PROBLEM DETAILS
Please reproduce every item below word for word, leaving the pictures out of your answer.

RECORDS FOR THE EXERCISE
-- Begin --

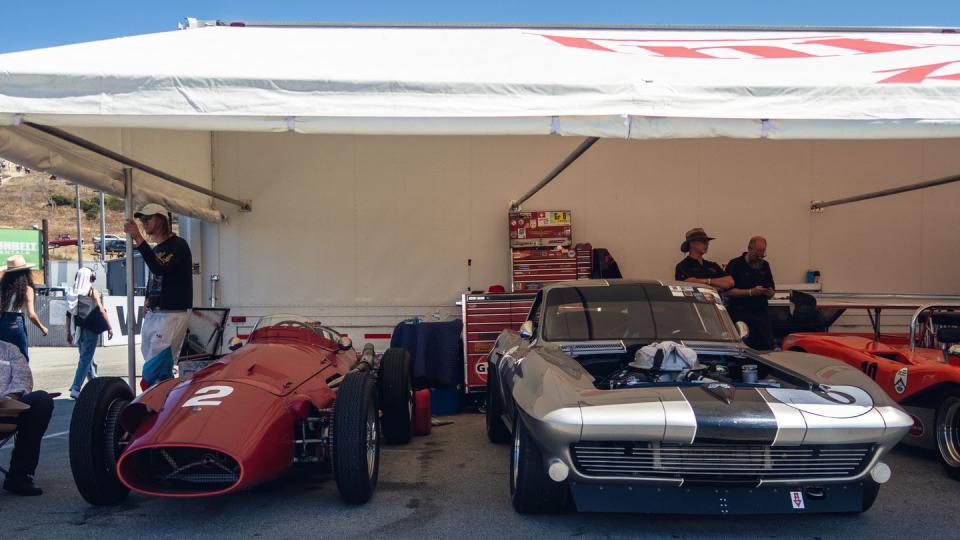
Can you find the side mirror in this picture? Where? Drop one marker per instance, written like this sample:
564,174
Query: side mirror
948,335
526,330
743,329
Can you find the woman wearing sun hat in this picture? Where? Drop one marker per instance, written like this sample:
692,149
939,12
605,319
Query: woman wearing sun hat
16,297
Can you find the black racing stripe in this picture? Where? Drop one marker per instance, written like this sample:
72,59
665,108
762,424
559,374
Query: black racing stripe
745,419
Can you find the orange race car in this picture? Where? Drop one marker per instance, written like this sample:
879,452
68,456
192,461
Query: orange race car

-- End --

EXPECTED ANSWER
Can you find the side mirror in this picture? Where? Drop one marker per instance, written like this sample:
564,174
Query: side mirror
948,335
526,330
743,329
Can you find the woman wearing sun hat in this picture? Where? Drop one marker per instance, written like this sample:
692,149
939,12
605,319
Query: woman wearing sun hat
16,297
Can you find the black racing stripe in this picture? Where? Drop one marker per instance, written like this sample:
72,59
665,108
762,424
559,374
Query: black racing stripe
745,419
Can you find the orange race car in this picture? Where? Drop one marker per instance, written like this sample:
879,452
68,456
192,461
Query: orange race car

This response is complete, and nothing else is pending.